==== PAGE EXTRACT ====

Martine-Michèle Sebag is a French computer scientist, primarily focused on machine learning. She has over 6,000 citations.

==Biography==
Sebag studied mathematics at the Ecole Normale Supérieure, and later worked in the computer science industry, starting at Thomson Corporation, where she was introduced to artificial intelligence. She then moved into the research field, at the Laboratoire de Mécanique des Solides at Ecole Polytechnique.

She was awarded a PhD from the University of Paris-Sud, Paris Dauphine University and Ecole Polytechnique. Sebag started work at the Centre national de la recherche scientifique (CNRS) as a research fellow in 1991.

Sebag is deputy director of the Laboratoire de Recherche en Informatique at the CNRS; Head of group A-O at the latter; co-head of Projet TAO at INRIA Saclay; and principal scientist at the CNRS.

She was named chevalier of the Légion d'honneur in 2019.

====

- **TRY IT**: Continue the biography of Martine-Michèle Sebag, starting right after its last sentence. The records have nothing to do with the biography of Martine-Michèle Sebag.

==== INFORMATION GIVEN ====

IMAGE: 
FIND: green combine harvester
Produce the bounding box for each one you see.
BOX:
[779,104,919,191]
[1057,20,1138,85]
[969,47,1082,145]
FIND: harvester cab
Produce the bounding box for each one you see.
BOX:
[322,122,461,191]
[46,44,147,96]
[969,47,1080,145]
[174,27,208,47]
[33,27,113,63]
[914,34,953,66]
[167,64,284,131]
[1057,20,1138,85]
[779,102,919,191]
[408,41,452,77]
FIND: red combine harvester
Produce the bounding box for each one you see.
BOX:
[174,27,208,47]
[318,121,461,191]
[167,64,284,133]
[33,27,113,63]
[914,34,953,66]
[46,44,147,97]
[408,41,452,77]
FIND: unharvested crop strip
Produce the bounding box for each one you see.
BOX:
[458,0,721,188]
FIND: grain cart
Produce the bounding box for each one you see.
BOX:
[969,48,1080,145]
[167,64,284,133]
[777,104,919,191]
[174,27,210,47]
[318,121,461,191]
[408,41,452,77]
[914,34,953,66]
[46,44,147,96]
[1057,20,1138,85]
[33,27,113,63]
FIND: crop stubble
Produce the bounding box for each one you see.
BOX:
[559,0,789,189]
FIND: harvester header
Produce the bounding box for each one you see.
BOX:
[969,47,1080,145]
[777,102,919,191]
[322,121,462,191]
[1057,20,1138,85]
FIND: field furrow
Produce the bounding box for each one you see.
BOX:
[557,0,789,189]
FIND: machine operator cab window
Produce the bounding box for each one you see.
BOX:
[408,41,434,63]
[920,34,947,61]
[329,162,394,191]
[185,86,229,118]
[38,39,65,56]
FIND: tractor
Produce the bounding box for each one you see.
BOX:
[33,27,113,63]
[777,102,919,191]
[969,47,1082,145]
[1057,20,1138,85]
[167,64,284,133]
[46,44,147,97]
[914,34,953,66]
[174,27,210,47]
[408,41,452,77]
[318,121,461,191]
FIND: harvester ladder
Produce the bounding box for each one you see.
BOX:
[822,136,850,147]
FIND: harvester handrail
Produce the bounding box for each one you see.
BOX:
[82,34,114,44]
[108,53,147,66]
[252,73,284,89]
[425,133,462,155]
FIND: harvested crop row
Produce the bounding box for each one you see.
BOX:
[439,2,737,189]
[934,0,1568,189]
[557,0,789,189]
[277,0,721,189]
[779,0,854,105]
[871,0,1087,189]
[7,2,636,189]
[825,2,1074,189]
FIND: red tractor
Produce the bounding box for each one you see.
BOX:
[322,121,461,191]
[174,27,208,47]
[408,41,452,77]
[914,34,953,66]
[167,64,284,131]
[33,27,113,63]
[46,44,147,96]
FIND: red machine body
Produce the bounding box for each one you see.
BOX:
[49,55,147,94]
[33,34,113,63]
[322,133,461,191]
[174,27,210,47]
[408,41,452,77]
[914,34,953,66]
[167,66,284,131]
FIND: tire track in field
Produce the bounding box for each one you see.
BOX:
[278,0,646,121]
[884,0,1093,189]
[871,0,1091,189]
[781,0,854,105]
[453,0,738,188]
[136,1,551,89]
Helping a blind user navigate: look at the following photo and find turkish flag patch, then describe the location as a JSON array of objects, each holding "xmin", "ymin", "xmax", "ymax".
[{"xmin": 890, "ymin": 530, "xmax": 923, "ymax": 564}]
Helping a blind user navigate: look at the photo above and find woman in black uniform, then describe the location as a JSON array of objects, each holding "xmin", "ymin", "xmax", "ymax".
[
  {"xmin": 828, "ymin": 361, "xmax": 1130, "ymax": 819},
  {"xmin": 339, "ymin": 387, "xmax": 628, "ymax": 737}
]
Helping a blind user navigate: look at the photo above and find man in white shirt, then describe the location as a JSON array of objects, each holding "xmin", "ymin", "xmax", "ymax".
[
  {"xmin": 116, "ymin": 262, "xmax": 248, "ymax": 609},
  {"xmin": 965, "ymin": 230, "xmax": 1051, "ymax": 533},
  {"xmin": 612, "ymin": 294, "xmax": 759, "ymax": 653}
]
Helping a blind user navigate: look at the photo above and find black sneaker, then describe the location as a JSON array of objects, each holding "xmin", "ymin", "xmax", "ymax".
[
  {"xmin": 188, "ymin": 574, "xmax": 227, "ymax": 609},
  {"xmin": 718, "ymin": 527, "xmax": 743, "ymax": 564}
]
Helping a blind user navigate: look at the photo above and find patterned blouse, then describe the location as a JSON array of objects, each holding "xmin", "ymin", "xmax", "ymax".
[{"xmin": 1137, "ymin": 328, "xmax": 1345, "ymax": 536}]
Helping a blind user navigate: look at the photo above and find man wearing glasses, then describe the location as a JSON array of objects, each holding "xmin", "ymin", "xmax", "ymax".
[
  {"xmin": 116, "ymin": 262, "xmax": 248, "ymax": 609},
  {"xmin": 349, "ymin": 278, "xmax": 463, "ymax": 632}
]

====

- **ANSWER AREA**:
==Selected research==
- Gelly, Sylvain, et al. "The grand challenge of computer Go: Monte Carlo tree search and extensions." Communications of the ACM 55.3 (2012): 106–113.
- Bordes, Antoine, Léon Bottou, and Patrick Gallinari. "SGD-QN: Careful quasi-Newton stochastic gradient descent." Journal of Machine Learning Research 10.Jul (2009): 1737–1754.
- Termier, Alexandre, M-C. Rousset, and Michèle Sebag. "Treefinder: a first step towards xml data mining." 2002 IEEE International Conference on Data Mining, 2002. Proceedings.. IEEE, 2002.
- Sebag, Michèle, and Antoine Ducoulombier. "Extending population-based incremental learning to continuous search spaces." International Conference on Parallel Problem Solving from Nature. Springer, Berlin, Heidelberg, 1998.